__Exercise details__
In the material below, rewrite only the part that opens with the line containing "Point out the red suv, one" and closes with the line containing "x=424, y=275", replacing "beige building" with "tan building" and leaving everything else unchanged.

---- Source data

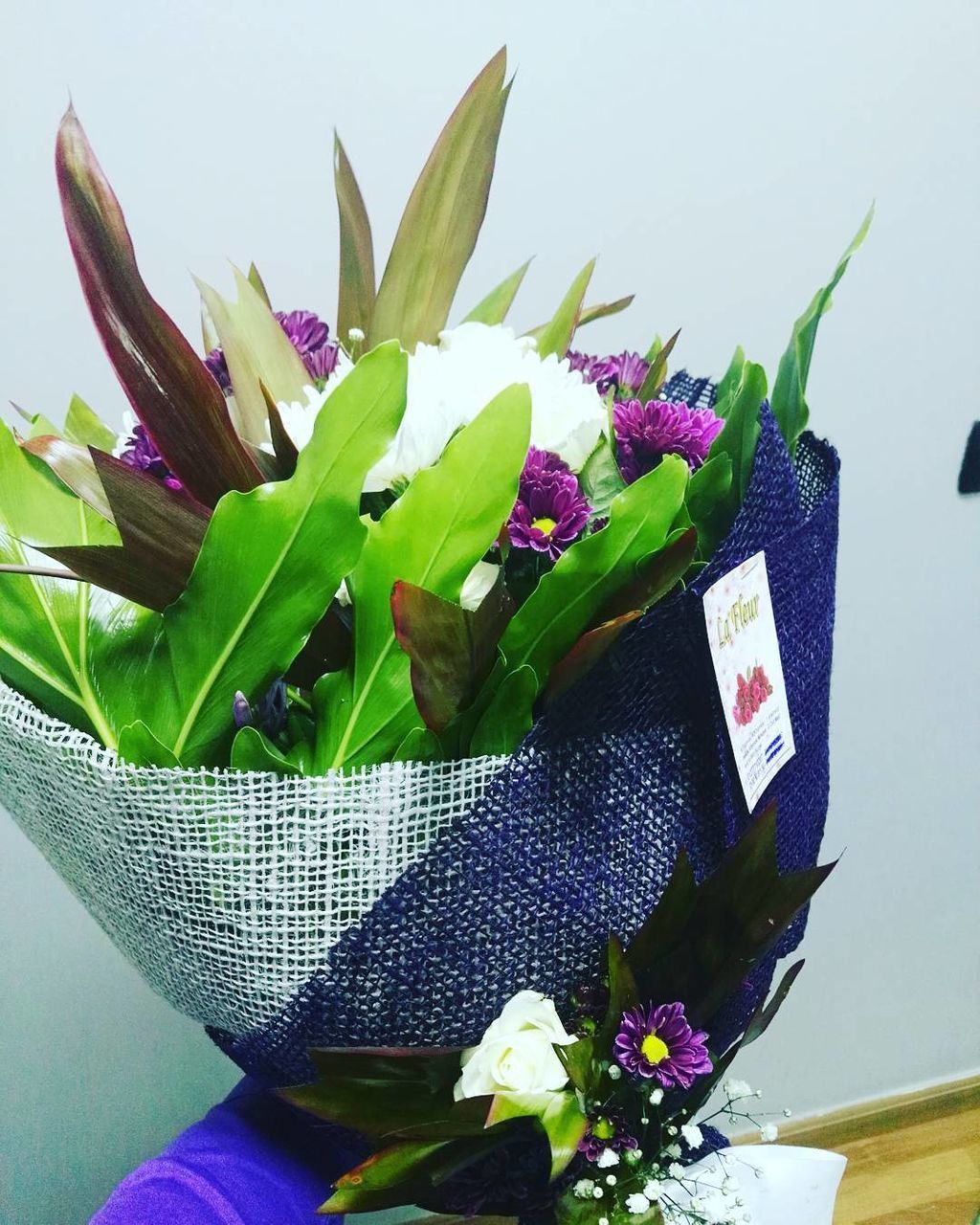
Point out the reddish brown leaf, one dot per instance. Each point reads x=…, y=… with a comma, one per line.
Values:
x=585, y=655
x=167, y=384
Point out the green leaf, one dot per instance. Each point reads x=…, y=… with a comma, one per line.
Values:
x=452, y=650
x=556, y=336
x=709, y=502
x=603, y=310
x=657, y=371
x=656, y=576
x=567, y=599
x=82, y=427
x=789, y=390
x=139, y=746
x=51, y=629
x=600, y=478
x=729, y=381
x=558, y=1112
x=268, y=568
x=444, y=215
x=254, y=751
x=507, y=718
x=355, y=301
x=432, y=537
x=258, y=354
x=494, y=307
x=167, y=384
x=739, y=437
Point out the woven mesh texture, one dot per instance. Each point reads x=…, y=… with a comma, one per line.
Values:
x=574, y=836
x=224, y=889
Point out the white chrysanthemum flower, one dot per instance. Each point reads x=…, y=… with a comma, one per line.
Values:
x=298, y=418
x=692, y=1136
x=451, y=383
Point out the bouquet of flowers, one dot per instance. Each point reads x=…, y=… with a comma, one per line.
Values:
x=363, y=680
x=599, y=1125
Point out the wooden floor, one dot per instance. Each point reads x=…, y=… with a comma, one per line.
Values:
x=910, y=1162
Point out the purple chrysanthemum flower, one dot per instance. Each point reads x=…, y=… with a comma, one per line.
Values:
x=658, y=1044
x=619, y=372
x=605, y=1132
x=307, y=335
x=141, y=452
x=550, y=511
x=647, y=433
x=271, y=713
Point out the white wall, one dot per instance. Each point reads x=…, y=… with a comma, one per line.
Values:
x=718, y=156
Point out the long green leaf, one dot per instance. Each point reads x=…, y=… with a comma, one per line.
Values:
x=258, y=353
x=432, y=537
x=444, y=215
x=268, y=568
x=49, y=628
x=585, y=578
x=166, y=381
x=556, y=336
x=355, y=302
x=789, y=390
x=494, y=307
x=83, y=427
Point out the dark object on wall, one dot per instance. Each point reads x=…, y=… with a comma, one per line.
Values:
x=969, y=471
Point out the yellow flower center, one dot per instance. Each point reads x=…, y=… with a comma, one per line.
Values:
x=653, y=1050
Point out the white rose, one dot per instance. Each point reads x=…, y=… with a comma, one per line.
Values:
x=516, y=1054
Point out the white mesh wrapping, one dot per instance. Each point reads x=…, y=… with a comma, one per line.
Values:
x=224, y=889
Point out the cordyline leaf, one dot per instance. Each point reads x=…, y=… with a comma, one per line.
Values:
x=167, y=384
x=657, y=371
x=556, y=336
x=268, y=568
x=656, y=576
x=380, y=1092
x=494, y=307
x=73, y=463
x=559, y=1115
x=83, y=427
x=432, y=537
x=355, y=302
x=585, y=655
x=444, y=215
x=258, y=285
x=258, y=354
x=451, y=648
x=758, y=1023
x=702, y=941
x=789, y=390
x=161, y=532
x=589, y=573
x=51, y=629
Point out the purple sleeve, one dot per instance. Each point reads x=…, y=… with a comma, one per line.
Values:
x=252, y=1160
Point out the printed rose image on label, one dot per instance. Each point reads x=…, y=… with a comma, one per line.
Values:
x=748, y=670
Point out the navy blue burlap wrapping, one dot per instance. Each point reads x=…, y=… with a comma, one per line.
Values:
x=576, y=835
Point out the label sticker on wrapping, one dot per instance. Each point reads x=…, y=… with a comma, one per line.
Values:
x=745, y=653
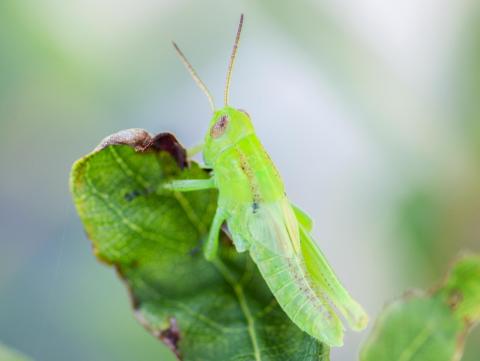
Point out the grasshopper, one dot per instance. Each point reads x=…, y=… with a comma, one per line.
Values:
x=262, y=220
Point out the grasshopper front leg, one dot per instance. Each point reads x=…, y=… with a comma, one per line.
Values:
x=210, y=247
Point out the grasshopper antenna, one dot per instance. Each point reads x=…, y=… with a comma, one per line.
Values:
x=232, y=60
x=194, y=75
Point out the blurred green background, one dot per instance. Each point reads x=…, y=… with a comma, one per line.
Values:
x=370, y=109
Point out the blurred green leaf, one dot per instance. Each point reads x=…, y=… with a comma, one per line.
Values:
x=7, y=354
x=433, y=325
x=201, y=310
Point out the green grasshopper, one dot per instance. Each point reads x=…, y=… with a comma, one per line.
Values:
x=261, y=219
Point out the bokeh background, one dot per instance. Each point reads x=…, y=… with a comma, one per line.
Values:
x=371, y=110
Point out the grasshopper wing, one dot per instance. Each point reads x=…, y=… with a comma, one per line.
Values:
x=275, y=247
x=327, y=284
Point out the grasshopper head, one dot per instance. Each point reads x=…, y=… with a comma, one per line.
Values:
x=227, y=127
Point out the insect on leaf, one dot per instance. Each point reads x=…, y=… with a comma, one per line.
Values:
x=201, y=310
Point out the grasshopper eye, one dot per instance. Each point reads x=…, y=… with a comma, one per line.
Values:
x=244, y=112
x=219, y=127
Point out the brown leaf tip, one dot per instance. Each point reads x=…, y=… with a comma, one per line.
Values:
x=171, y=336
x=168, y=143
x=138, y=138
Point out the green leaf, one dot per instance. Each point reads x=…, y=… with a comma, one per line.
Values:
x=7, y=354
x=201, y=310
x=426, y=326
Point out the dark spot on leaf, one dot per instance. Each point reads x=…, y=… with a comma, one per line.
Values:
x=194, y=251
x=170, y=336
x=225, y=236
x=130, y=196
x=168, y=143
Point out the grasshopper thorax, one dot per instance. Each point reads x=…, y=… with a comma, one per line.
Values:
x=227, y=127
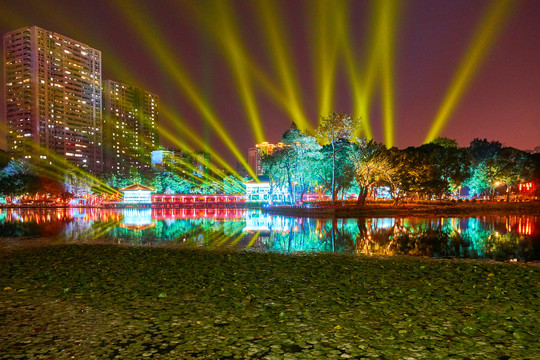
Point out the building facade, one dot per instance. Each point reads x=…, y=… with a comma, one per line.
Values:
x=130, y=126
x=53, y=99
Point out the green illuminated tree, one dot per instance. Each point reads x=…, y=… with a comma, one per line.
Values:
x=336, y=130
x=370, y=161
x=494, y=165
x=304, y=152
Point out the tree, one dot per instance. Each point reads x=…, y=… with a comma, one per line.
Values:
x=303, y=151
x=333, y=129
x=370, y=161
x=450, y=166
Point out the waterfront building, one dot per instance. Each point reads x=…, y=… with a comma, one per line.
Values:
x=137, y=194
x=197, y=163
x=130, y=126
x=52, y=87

--------
---- Source data

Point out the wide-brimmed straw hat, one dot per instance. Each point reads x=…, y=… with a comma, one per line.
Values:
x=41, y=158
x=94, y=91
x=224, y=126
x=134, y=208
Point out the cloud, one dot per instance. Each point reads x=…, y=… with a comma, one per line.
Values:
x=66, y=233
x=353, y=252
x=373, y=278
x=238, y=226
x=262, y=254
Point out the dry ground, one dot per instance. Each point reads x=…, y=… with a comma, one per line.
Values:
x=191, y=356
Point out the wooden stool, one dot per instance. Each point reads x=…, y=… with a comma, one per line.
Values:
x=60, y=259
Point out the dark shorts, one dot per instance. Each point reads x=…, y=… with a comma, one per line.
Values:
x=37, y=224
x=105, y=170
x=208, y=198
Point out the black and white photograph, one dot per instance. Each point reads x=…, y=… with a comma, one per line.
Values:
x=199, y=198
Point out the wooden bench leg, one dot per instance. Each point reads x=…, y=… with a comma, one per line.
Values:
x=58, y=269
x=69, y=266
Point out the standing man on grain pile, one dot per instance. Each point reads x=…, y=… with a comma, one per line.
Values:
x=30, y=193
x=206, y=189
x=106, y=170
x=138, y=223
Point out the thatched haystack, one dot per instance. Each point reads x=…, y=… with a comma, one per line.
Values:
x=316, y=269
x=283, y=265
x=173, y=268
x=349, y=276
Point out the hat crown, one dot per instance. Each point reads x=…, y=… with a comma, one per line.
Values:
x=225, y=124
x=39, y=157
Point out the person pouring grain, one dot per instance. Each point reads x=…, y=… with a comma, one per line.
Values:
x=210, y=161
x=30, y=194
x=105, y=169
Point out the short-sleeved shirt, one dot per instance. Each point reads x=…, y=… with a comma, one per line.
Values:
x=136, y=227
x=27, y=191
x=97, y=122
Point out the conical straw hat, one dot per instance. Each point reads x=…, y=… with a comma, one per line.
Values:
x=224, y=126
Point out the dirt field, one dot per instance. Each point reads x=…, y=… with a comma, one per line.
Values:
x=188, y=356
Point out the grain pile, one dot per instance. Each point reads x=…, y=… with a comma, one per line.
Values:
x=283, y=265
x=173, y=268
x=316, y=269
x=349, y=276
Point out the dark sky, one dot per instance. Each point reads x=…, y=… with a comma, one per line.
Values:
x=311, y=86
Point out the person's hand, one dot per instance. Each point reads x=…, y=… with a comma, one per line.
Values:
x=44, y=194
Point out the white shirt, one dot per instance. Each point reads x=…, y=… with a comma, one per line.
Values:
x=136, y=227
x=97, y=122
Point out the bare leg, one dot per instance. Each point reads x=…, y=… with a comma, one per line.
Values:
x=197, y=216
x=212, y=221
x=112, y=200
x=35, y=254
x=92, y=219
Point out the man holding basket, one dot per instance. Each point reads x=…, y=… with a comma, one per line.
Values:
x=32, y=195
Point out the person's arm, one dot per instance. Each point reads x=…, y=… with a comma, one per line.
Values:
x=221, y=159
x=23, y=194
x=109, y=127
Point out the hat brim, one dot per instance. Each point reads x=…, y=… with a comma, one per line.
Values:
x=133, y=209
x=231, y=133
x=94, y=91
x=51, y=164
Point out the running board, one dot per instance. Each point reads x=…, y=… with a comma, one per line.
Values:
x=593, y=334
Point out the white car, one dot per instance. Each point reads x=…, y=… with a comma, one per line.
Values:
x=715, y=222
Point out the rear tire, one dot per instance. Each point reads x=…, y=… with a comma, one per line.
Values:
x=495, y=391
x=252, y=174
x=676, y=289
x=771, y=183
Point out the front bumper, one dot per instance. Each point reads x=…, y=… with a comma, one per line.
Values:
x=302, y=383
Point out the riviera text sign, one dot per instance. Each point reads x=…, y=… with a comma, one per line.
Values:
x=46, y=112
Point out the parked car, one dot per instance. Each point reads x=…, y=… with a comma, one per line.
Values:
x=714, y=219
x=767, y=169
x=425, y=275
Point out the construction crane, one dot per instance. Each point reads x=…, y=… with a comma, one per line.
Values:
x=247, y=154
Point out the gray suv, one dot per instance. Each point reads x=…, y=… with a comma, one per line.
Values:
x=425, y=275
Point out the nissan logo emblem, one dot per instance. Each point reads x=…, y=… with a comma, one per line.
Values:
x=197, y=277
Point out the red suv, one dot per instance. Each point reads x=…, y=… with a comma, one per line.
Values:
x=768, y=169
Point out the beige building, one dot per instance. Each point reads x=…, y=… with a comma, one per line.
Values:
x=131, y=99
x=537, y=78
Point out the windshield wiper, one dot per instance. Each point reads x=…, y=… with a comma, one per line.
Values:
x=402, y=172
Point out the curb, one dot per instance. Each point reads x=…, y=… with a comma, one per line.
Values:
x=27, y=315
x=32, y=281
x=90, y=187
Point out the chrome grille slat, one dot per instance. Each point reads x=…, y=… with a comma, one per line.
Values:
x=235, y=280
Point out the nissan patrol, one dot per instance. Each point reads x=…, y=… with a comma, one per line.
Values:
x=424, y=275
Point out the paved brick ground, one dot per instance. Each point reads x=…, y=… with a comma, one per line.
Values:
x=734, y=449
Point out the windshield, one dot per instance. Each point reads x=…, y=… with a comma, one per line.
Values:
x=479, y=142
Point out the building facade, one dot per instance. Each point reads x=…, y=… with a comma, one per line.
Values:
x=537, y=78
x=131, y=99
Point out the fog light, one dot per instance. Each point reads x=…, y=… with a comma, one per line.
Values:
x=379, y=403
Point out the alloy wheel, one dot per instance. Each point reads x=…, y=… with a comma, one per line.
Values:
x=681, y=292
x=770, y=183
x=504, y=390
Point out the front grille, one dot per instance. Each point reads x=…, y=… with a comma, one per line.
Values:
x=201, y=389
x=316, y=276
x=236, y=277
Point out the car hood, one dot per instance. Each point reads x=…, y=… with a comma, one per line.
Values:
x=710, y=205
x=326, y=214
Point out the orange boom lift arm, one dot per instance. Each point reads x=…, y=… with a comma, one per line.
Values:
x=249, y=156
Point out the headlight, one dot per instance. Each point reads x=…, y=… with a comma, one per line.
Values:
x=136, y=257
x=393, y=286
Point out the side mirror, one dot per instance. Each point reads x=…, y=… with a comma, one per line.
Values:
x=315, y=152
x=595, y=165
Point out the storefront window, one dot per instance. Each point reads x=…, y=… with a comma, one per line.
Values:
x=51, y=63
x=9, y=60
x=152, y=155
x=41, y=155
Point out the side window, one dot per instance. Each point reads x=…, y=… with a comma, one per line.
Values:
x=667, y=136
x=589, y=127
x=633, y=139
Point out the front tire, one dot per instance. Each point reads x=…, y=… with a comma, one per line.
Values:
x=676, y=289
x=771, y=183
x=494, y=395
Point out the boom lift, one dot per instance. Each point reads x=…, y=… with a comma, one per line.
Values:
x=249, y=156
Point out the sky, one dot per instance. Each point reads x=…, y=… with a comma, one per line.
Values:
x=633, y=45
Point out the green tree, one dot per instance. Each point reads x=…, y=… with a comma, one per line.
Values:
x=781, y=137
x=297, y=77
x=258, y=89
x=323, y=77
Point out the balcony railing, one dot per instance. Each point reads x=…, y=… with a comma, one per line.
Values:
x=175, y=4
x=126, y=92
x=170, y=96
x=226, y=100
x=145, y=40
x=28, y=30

--------

__Correct answer__
Point out the red suv, one dot per instance. Each point reads x=…, y=… with a comma, one per line.
Values:
x=768, y=169
Point out the tan building, one dot per instance. Each point reads x=…, y=… with a comma, one per line.
Values:
x=131, y=99
x=537, y=78
Point out the windshield wiper, one dot per instance. Each point reads x=…, y=… with a comma, one per line.
Values:
x=402, y=172
Point out the curb, one dot per instance. Each point reads x=…, y=… with a comma, one per line.
Values:
x=27, y=315
x=32, y=281
x=90, y=187
Point out the chrome grille slat, one dot per instance. Each point reads x=…, y=… with a comma, one per line.
Values:
x=235, y=280
Point out the nissan patrol, one dot per instance. Each point reads x=…, y=… with a comma, one per line.
Values:
x=424, y=275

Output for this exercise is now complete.